--- start Input rows ---

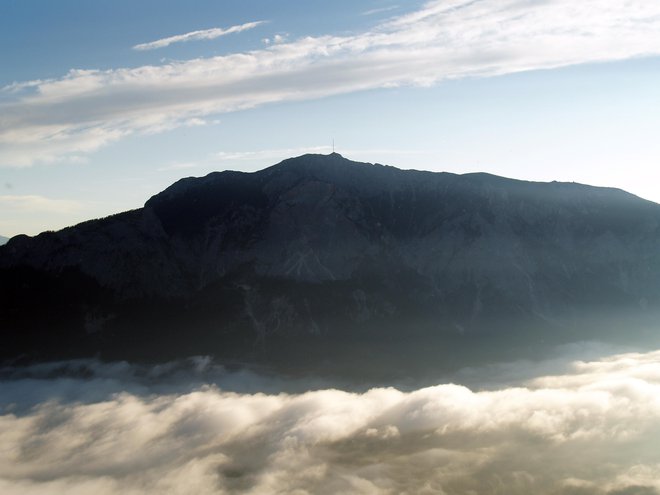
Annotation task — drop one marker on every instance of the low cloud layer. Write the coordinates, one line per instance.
(591, 430)
(205, 34)
(48, 120)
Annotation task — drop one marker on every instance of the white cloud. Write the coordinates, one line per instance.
(43, 121)
(592, 430)
(36, 203)
(380, 10)
(206, 34)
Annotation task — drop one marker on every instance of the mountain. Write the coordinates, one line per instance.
(325, 261)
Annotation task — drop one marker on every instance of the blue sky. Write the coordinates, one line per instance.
(105, 103)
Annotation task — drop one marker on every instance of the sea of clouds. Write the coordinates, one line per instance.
(567, 426)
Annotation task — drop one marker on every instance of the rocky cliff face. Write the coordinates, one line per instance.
(319, 252)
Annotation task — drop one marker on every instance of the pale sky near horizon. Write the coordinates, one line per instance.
(105, 103)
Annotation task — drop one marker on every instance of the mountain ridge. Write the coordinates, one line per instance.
(320, 251)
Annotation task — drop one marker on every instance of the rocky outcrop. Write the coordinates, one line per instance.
(326, 254)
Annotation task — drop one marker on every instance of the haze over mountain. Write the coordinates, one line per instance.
(319, 260)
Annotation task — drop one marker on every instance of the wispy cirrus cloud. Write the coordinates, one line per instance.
(37, 203)
(205, 34)
(46, 120)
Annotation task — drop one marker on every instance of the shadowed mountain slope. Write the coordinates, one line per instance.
(323, 260)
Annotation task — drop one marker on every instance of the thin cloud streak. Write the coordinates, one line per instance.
(46, 120)
(592, 430)
(205, 34)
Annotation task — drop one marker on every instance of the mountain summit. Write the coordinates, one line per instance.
(322, 259)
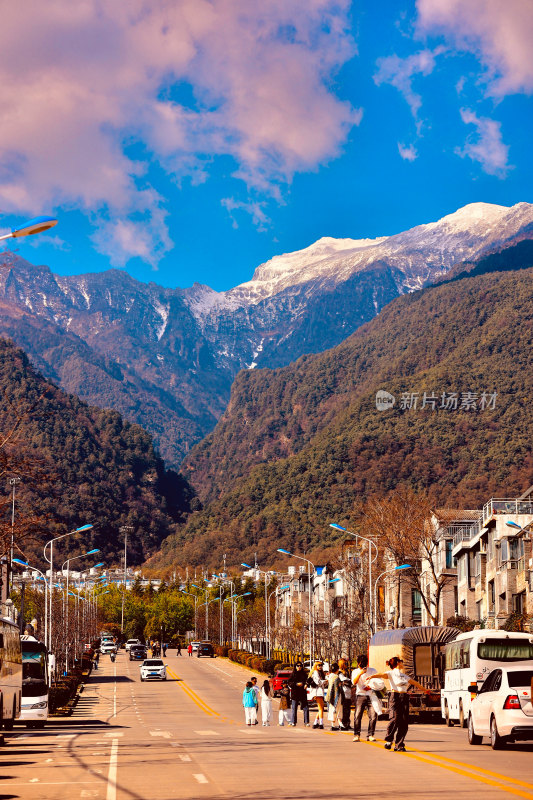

--- end Input rows ---

■ **Exercise**:
Copy the items word for word, starting with the line that contains "ridge. Write the coordinates, one line per instance." and continuing through the end of the items. Leave the pictures out.

■ **Exercise output**:
Annotation task — drop one marker on every instance of the mountain ridge. Write the coordinates, one line per instance.
(320, 251)
Annotation task — drop one marker on every instance of the rocky outcrop. Write the coordinates, one line per instance.
(326, 254)
Annotation task — drop one marker on every instance of the haze over mountain. Write the coordinates, one line per instance.
(319, 260)
Annotation task — drop one marker on every instance of the wispy cirrus cloud. Write the coordinates, one line per instance.
(37, 203)
(205, 34)
(46, 120)
Annotation task — drop one marker on every instance of the shadowed mountain slope. Write the coordinates, one line per instance.
(323, 260)
Annotation task — drop one marker on every instance of the thin cloud streak. Write the coordinates, one line per instance.
(46, 120)
(592, 430)
(205, 34)
Annotation task — drop one marker on every instance of the mountain summit. Write the coordinates, one line per instance.
(322, 259)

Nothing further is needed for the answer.